- YOUR ASSIGNMENT
Return every entry in full, with no alterations.
________________________
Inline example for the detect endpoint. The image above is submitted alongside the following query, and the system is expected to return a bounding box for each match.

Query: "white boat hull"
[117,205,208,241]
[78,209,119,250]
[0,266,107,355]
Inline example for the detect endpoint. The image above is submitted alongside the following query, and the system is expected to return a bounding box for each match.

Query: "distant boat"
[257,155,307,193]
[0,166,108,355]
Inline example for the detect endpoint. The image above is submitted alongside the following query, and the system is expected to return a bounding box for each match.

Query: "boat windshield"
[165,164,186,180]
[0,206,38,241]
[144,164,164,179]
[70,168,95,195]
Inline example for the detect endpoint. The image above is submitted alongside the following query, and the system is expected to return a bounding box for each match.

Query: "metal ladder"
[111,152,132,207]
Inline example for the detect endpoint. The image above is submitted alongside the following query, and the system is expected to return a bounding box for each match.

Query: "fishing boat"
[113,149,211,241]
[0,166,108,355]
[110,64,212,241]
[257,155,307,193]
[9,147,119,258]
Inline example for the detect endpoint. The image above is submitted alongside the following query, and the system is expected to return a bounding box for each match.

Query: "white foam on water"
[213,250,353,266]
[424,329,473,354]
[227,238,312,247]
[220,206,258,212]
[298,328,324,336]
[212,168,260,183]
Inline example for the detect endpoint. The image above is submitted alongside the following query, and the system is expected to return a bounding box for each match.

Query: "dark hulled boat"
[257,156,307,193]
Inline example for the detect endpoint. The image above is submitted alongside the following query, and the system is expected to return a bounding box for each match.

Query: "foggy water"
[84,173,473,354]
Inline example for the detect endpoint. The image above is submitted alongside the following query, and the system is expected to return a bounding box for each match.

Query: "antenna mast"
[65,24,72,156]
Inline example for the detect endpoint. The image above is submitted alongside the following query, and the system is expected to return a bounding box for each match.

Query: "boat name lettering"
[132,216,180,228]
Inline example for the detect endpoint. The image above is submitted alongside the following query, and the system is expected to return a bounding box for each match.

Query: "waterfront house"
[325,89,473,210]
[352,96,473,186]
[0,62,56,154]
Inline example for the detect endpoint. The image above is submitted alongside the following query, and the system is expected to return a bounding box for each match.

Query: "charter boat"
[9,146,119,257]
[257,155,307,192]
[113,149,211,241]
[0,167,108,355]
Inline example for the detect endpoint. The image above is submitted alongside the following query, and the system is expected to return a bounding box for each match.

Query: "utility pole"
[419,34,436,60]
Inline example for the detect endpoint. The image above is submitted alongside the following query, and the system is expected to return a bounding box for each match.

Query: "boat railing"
________________________
- SOLUTION TO THIS EXERCISE
Inline example for the detect endpoint. The image above is submitted alongside the following query, and the system is expected to return a bounding box for each match.

Query: "white boat hull"
[117,205,208,241]
[78,209,119,250]
[0,266,107,355]
Inline example for the detect endpoint. The image above is submitted alongside the following query, and the system is expected to return a bounding box for each match.

Query: "distant boat"
[257,155,307,193]
[0,166,108,355]
Inline example for the detect endpoint. The image above is submitted alongside the following query, and the system is expected to return a bounding box for each match.

Query: "boat windshield"
[165,164,186,180]
[0,206,38,241]
[144,164,164,179]
[70,168,95,195]
Inline example for the detect endpoint. The image above is submitted alongside the following query, and the system is expected to return a bounding box for each match.

Query: "metal ladder"
[111,152,132,207]
Inline example for the detect endpoint. The image above is submitted alongside the following query, and the system is expected to return a bounding box for each match.

Query: "fishing boat"
[113,149,211,241]
[0,166,108,355]
[110,64,212,241]
[257,155,307,193]
[9,147,119,258]
Inline example for the detect endpoint. The image above is submitted alongside the following query, and the system is expected to return a bounding box for each match.

Query: "white foam on water"
[213,250,353,266]
[424,329,473,354]
[227,238,312,247]
[220,206,258,212]
[298,328,324,336]
[212,168,260,183]
Inline example for the detect endpoint. The image above is submitted alongside the following query, and the system is expected to return a bounding box for each match.

Query: "dark hulled boat"
[257,156,307,193]
Inline example for the detect endpoint. The image above is submitted alongside the following query, and the system is expected to return a bounding box for each match.

Query: "foggy water"
[84,173,473,354]
Inline example for the detect endpoint. The image above is submitted alongside the following query, and the system is expected to return a bounding box for each match.

Query: "antenna mast"
[65,24,72,156]
Inline example for the detect endpoint. The image above is submitted alongside the following query, and the system is expected to return a bounding box for each match.

Query: "boat name lettering"
[132,216,180,228]
Inline example for the detect endpoint. The image above is submitted alongside the following query, and the system is expected to return a bounding box for each match.

Query: "waterfront house"
[325,89,473,210]
[352,96,473,186]
[0,62,56,154]
Inline example for the detect endpoint. The image above is submitted alongside the following query, and the system is expected to return a bounding box for each match.

Query: "charter boat"
[9,146,119,257]
[257,155,307,192]
[113,149,211,241]
[0,167,108,355]
Inline example for the detect endpoint. The image above is submitted alongside the following query, and the system is expected to return a bounding box for each match.

Query: "utility pole"
[419,34,436,60]
Inline example for the detect endpoint. The image above is submitted alongside the following query, and the system is expected to return a bounding box for each match.

Query: "boat railing"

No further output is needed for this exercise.